BEGIN Data to use

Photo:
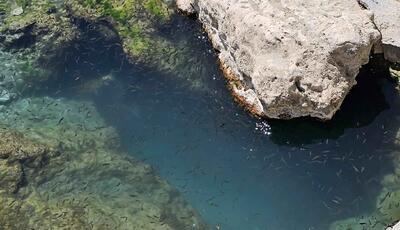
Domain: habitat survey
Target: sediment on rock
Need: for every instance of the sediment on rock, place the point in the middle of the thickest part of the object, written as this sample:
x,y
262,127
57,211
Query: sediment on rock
x,y
387,20
90,184
286,60
46,33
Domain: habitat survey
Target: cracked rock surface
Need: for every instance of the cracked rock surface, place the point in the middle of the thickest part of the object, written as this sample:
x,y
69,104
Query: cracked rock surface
x,y
387,19
287,59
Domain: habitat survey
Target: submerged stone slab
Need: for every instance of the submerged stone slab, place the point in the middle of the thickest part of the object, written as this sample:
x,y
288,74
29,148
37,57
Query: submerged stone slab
x,y
287,59
387,19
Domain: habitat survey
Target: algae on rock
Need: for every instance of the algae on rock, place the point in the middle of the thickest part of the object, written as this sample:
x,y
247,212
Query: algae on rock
x,y
48,30
89,185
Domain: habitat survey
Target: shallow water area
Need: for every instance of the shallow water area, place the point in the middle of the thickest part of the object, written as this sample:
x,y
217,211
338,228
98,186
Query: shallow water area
x,y
241,172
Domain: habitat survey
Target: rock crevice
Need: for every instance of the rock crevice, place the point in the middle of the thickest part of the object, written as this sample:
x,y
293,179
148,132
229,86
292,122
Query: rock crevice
x,y
288,59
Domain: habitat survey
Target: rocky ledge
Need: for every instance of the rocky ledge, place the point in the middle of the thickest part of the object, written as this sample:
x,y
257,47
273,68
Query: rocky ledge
x,y
287,59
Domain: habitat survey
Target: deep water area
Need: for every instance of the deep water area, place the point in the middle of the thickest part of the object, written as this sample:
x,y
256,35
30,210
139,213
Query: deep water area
x,y
239,172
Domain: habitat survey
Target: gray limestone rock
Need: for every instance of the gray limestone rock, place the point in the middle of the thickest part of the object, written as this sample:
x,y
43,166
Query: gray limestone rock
x,y
287,59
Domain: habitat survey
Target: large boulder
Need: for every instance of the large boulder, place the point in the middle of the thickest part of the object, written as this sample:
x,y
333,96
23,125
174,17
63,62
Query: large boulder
x,y
387,19
287,59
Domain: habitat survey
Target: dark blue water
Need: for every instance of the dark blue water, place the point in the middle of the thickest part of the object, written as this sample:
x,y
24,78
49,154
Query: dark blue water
x,y
240,172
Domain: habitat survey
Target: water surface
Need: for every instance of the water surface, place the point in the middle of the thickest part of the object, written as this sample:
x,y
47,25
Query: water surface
x,y
240,172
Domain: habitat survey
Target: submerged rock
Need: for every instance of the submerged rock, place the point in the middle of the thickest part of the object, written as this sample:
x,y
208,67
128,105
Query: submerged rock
x,y
387,206
19,157
288,59
387,19
91,184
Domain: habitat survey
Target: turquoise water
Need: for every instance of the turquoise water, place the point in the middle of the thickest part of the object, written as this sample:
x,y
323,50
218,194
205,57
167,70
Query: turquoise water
x,y
240,172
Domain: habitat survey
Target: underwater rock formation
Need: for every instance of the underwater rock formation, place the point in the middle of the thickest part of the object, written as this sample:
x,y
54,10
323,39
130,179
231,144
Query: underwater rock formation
x,y
88,185
48,32
289,59
387,19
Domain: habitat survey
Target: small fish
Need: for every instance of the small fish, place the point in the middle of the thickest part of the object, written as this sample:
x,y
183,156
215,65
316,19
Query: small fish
x,y
59,121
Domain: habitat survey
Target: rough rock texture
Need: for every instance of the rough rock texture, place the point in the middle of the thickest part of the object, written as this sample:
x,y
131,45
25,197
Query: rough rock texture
x,y
19,155
89,184
387,19
287,59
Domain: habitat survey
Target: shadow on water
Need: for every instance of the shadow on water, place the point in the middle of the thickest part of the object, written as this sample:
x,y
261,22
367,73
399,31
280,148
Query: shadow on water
x,y
214,153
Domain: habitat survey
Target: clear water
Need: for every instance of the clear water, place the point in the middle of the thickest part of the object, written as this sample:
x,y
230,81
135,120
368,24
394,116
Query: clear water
x,y
240,172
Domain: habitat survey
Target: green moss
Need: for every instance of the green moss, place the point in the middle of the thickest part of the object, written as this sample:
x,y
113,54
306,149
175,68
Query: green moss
x,y
4,6
32,73
23,3
157,8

END Data to use

**What the exercise asks:**
In the copy, include no pictures; restate the listing above exactly.

**The completed task:**
Photo:
Domain: habitat survey
Target: sediment on rock
Need: for every instance of the sediment on rock, place the point in the middle of the thickest part of the object, written as this sample:
x,y
262,127
57,211
Query: sediment on rock
x,y
387,20
90,184
286,60
46,33
Domain: habitat survey
Target: cracked rock surface
Need: for every instance of the cracked rock surface, place the point in the middle of the thickest part of the object, written as this sample:
x,y
69,104
Query: cracked rock surface
x,y
387,19
287,59
Domain: habitat survey
Target: submerged stone slab
Need: for every instance of the submerged stone slab, place the point in the middle of the thickest part of the object, written as this sample:
x,y
288,74
29,148
37,57
Query: submerged stone slab
x,y
287,59
387,19
Domain: habitat survey
Target: algae on rock
Need: for every instance of the algae on rock, place the point in the middle of the thickest part of the object, written as this sample:
x,y
247,212
Query: algae on rock
x,y
48,30
89,185
Domain: habitat survey
Target: shallow water area
Need: for every instance of the shallow water area, place the point in the middle of the thickest part of the object, written as this sample:
x,y
217,211
338,228
98,186
Query: shallow water area
x,y
241,172
Domain: habitat survey
Target: rock crevice
Need: for every instance of the rock crevice, place the point in the middle of the thickest part of the object, written as this sample:
x,y
293,179
148,132
229,86
292,122
Query: rock crevice
x,y
288,59
Domain: habitat survey
Target: rocky ledge
Need: for every instance of the rocky ledge, place the point in the middle of the thickest part of the object, written as this sample:
x,y
257,47
273,68
Query: rocky ledge
x,y
287,59
Domain: habitat survey
Target: deep water area
Need: for every instance of the deep water area, place the point in the middle of the thickest part of the object, written as this sample:
x,y
256,35
30,210
139,213
Query: deep water area
x,y
239,172
Domain: habitat survey
Target: gray limestone rock
Need: for every instance of the gray limestone rock, place the point in the middle of the thickest part of the object, written as this sample:
x,y
43,166
Query: gray limestone rock
x,y
287,59
Domain: habitat survey
Target: large boulder
Need: for every instance of the large boulder, place the point in the middle of the thickest part of the object, written as this sample:
x,y
333,96
23,125
174,17
63,62
Query: large boulder
x,y
387,19
287,59
Domain: habitat survey
Target: dark blue water
Need: for every instance of the dark blue water, place the point in the middle of the thickest part of the object, written as this sample:
x,y
24,78
49,154
Query: dark blue water
x,y
240,172
Domain: habitat survey
Target: water surface
Need: for every instance of the water surface, place the point in the middle of the thickest part of the object, written as this sample:
x,y
47,25
Query: water surface
x,y
240,172
Domain: habitat survey
Target: submerged rock
Need: for every instance of the submerged rock, place the point in the middle of the thickest part of the object, written as this sample:
x,y
208,67
128,105
Query: submerged rock
x,y
387,206
19,157
288,59
387,19
91,184
Domain: habitat survey
Target: turquoise water
Need: for every instance of the turquoise water, place the point in the middle of the thickest part of the object, written as this sample:
x,y
323,50
218,194
205,57
167,70
Query: turquoise water
x,y
240,172
Domain: habitat survey
Target: underwater rock formation
Need: for every instance of the underwater rock formation, place the point in the middle of the thickest part of the object, written as this sample:
x,y
54,10
323,39
130,179
231,144
Query: underwater rock formation
x,y
88,185
48,32
289,59
387,19
Domain: habitat survey
Target: small fish
Need: for every instance of the small fish, place the point in the middle of the thickest part of the object, written as this sample:
x,y
183,156
215,65
316,19
Query: small fish
x,y
59,121
Domain: habitat survey
Target: rough rock texture
Need: for every instance of the rough rock texture, place the point in the middle of the thickest part of the object, written as this sample:
x,y
131,45
25,197
Query: rough rock texture
x,y
19,155
89,184
387,19
287,59
Domain: habitat survey
Target: shadow on water
Need: for every instance of the shadow on water, place the point in the middle of the thickest part of the object, written as this sample:
x,y
261,22
367,73
399,31
280,148
Query: shadow on water
x,y
214,153
Domain: habitat survey
Target: clear water
Need: for every instance of the clear water, place the point in the middle of the thickest part of the object, written as this sample:
x,y
230,81
135,120
368,24
394,116
Query: clear water
x,y
240,172
Domain: habitat survey
Target: green moss
Need: for every instance of the green moss, place the point in the middle of the thickest part of the object, written as this sample:
x,y
113,54
306,149
175,68
Query: green moss
x,y
4,6
32,73
23,3
157,8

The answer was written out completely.